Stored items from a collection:
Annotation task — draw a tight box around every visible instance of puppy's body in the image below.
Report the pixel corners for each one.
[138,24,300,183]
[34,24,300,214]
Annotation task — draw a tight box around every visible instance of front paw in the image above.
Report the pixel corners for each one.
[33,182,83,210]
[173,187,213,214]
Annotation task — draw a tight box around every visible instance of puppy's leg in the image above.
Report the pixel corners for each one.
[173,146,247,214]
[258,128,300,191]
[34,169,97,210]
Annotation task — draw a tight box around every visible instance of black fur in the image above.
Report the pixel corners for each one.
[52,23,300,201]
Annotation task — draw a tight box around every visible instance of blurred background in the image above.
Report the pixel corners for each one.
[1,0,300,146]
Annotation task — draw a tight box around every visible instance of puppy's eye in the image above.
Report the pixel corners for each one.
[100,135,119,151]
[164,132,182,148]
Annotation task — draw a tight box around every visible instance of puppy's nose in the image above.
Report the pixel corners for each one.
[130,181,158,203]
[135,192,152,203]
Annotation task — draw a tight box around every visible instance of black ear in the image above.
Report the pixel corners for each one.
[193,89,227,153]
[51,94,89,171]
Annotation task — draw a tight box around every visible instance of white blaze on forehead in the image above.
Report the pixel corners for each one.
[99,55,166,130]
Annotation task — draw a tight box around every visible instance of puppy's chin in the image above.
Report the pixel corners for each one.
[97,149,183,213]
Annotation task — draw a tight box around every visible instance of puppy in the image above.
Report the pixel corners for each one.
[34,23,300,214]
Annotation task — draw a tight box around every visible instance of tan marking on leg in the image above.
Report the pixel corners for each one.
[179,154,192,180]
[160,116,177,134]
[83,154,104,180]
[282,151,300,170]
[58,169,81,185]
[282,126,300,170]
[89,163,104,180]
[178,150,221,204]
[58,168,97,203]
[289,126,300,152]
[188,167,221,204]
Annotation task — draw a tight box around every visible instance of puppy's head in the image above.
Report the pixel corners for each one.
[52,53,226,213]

EXERCISE BRIEF: Each entry above is to be repeated exactly as it appears.

EXERCISE SOLUTION:
Annotation task — draw a tight box around every visible instance of puppy's body in the image below.
Report the pixel corners for each one.
[138,24,300,183]
[34,24,300,214]
Annotation task — draw a tight box around every visible instance of front paw in the image above.
Report the pixel corners for each one.
[33,182,83,210]
[173,187,213,214]
Annotation task — draw a tight box around every visible instance of puppy's leg in the image above.
Report the pixel corners for each one.
[173,146,247,214]
[258,128,300,191]
[34,169,97,210]
Annotation task — draw a tight box around every visible instance of black fur in the image above.
Report the pixel corners for each one.
[52,23,300,201]
Annotation task — draw a tight box around every visible instance of blurred background in the image above.
Report the pixel corners for each one.
[1,0,300,146]
Annotation task — draw a tight box around every visible instance of puppy's eye in the image above.
Report the pixel corners for each one.
[100,135,119,151]
[164,132,182,148]
Annotation task — draw a tight box around every visible instance of puppy's nose in the image above.
Report the pixel corners for each one.
[130,181,158,203]
[135,192,152,203]
Annotation task — draw a tight box around every visible instance of black ear in the image above.
Report the pixel corners for each one.
[193,89,227,153]
[51,94,89,171]
Annotation task — draw a tight box around every visible instance of white blaze on forehead in the image above.
Report the pixel corners for each one.
[99,55,166,130]
Annotation task — draw a tight box around every visible instance of puppy's chin in the image above.
Report the pixel corners for each one.
[97,149,183,213]
Annotation task — draw a tight box around every visible instance of puppy in the image above.
Report the pixel corners for each one.
[34,23,300,214]
Annotation task — draw a tight box around every visible instance of tan marking on leg in the image above.
Report the pixel corners for each one.
[179,154,192,180]
[160,116,177,134]
[83,154,104,180]
[282,151,300,170]
[58,169,81,185]
[282,126,300,170]
[89,163,104,180]
[178,150,221,204]
[58,168,97,203]
[289,126,300,152]
[188,167,221,204]
Annotation task — draw a tight box around every visible instance of puppy's head in the image above.
Report the pixel corners for each one.
[52,53,226,213]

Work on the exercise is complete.